# Work to complete
Report, in full, each line of the material below in which the string "shingle" occurs.

# Stored data
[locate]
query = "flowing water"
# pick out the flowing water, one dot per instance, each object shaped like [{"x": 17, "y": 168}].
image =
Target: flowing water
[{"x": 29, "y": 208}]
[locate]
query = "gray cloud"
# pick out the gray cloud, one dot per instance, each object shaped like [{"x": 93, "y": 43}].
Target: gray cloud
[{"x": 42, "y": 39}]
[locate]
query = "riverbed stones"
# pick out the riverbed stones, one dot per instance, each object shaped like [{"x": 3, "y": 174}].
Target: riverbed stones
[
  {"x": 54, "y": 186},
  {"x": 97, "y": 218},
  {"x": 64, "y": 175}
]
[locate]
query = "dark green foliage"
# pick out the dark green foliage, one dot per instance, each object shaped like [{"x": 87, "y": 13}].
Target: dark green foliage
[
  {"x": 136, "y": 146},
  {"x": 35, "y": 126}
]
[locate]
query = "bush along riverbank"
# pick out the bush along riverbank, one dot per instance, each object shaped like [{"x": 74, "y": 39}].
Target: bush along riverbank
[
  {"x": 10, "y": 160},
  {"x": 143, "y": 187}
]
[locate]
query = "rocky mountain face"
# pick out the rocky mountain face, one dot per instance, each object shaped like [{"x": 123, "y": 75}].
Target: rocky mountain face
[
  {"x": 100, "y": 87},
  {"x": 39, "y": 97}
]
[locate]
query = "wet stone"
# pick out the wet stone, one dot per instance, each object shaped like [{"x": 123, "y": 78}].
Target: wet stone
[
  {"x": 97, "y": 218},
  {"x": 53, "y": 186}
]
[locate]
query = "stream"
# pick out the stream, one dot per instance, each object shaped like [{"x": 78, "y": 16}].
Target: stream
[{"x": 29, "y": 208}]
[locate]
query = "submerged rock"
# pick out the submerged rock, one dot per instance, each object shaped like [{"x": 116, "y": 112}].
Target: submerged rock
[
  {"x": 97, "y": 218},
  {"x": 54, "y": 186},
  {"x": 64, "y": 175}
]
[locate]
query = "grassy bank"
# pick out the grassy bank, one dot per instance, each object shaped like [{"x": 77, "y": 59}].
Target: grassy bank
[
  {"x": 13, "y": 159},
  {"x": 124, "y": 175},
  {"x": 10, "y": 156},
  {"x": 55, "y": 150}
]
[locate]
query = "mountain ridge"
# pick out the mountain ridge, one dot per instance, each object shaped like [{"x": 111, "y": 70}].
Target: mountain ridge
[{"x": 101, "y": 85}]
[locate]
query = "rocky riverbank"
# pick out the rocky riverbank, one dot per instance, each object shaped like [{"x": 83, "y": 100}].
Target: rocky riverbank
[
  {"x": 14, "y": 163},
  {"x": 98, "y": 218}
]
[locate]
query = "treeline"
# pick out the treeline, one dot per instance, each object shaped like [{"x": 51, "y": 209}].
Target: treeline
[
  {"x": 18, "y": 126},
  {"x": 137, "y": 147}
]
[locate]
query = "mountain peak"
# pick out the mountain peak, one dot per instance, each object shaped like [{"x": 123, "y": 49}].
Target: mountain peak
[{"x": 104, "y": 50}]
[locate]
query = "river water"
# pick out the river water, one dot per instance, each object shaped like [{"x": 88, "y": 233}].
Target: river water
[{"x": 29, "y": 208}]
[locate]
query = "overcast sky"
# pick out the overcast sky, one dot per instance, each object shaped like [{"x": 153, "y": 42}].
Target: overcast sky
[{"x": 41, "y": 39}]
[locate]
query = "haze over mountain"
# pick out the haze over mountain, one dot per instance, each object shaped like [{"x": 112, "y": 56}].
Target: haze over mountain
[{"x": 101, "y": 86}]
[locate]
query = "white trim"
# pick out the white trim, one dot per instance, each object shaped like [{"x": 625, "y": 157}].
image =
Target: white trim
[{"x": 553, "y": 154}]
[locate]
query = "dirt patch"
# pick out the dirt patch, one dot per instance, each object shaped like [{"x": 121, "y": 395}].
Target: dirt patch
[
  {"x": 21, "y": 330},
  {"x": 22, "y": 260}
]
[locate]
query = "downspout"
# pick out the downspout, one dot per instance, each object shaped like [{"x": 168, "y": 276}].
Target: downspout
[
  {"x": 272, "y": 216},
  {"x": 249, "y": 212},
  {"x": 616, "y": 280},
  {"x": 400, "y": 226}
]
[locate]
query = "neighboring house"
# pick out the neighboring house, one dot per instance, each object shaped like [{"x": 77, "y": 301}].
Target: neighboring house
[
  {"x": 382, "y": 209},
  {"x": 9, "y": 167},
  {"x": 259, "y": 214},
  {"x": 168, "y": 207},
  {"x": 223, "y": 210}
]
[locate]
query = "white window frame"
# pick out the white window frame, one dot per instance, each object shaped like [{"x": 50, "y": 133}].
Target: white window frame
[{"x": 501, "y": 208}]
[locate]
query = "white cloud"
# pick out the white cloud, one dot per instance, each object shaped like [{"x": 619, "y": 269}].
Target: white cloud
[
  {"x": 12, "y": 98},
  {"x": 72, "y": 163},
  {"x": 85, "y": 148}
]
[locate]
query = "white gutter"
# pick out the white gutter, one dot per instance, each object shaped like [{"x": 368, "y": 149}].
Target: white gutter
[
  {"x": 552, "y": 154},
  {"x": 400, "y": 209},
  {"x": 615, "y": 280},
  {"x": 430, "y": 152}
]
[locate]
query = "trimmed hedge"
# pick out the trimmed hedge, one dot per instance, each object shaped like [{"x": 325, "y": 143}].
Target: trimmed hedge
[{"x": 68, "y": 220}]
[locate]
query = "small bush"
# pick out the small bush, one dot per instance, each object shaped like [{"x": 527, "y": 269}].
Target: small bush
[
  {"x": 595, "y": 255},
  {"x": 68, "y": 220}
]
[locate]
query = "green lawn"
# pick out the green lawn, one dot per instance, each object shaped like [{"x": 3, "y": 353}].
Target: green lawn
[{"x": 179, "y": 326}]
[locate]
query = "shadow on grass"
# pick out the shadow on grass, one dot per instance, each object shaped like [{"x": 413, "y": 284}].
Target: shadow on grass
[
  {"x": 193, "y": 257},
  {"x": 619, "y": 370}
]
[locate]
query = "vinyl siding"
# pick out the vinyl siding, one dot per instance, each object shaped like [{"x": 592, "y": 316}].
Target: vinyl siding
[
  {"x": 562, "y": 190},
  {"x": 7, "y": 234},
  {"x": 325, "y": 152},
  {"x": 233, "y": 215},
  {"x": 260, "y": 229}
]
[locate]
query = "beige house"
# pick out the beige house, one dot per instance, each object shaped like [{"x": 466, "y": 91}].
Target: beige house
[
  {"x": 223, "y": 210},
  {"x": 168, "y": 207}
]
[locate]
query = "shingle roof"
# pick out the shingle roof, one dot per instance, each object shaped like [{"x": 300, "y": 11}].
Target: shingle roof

# Reply to the task
query = "shingle roof"
# pick out the shingle roof, one dot per instance, each object shaped like [{"x": 300, "y": 11}].
Target: shingle roof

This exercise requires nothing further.